Questions ::
- 1) According to the back-to-school article, how long will the school district be entirely online?
- 2) Using the back-to-school article, explain why Axtman sees the fall as better prepared for online learning than the spring.
- 3) List every action or plan that the back-to-school article attributes to the school district.
Top of Reading text
Back-to-school season this year is unlike any other. With the pandemic forcing schools across the country to rethink the way they educate students, the spotlight is on differentiation and how educators will reach students at an individual level through online or socially distanced class learning.

Megan Axtman, Reading Specialist at Taft Elementary, Boise, ID, shared some of the best practices her school’s developed to meet students’ needs in this unprecedented time in education.

“For the first three weeks of school, our school district will be entirely online,” Axtman said.

And the school district will evaluate the situation and make in-class recommendations based on the coronavirus status after that point.

The online program was not something the school district had in place before the pandemic, and it worked over the summer to develop a full-time online curriculum.

“From the teacher’s side, we now have a little experience under our belts in how to handle online learning and a little more time to prepare,” Axtman said. “In the spring, we couldn’t guarantee that all kids had equitable access to what we wanted them to have in terms of online. For the fall, all kids in our school have internet access and can log in to get the online learning they need.”

Assessing student progress and needs can be a challenge in an online environment. Axtman said Taft elementary employs various tools, such as Istation Reading, to help with these assessments.

Istation is our state’s main assessment tool for reading and all the categories within reading,” Axtman said. “We use it many times a week for self-paced instructional learning lessons the kids are working through based on their assessment results.”
Bottom of Reading text
Top of Record extracts
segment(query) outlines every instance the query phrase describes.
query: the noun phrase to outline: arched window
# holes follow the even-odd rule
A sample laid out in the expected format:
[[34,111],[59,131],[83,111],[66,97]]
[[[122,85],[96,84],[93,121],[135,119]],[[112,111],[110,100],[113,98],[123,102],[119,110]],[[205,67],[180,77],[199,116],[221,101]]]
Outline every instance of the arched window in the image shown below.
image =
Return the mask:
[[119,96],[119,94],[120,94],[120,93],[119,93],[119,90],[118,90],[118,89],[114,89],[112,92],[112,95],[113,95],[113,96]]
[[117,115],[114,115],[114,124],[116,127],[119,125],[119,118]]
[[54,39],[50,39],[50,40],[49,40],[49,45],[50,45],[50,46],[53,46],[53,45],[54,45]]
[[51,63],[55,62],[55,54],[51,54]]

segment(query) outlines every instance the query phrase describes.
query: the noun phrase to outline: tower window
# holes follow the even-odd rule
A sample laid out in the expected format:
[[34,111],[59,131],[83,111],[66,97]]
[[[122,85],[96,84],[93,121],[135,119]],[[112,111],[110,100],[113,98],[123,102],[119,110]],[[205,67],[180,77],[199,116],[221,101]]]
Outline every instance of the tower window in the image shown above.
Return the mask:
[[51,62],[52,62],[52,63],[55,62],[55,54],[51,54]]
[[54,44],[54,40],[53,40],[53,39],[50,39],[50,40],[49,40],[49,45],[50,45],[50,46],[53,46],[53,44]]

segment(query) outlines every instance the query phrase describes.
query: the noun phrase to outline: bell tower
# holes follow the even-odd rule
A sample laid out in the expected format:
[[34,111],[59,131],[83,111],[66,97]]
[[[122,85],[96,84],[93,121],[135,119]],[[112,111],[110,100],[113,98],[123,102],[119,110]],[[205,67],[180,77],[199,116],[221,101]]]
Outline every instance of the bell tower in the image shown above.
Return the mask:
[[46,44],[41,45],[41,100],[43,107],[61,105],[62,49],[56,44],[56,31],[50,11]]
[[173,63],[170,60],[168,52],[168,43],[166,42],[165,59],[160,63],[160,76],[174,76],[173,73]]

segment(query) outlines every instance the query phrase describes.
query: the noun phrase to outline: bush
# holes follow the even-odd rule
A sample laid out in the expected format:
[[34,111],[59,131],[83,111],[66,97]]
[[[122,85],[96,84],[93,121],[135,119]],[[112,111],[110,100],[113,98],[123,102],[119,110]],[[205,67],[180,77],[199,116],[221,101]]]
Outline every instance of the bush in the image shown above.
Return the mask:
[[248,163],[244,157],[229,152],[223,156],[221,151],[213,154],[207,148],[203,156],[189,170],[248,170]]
Bottom of Record extracts
Answers per task ::
- 1) For the first three weeks of school.

- 2) Teachers now have some experience with online learning and more time to prepare. In the spring, the school could not guarantee that all kids had equitable online access, but for the fall, all kids at the school have internet access and can log in.

- 3)
- Being entirely online for the first three weeks of school
- Evaluating the situation after that point
- Making in-class recommendations based on the coronavirus status
- Developing a full-time online curriculum over the summer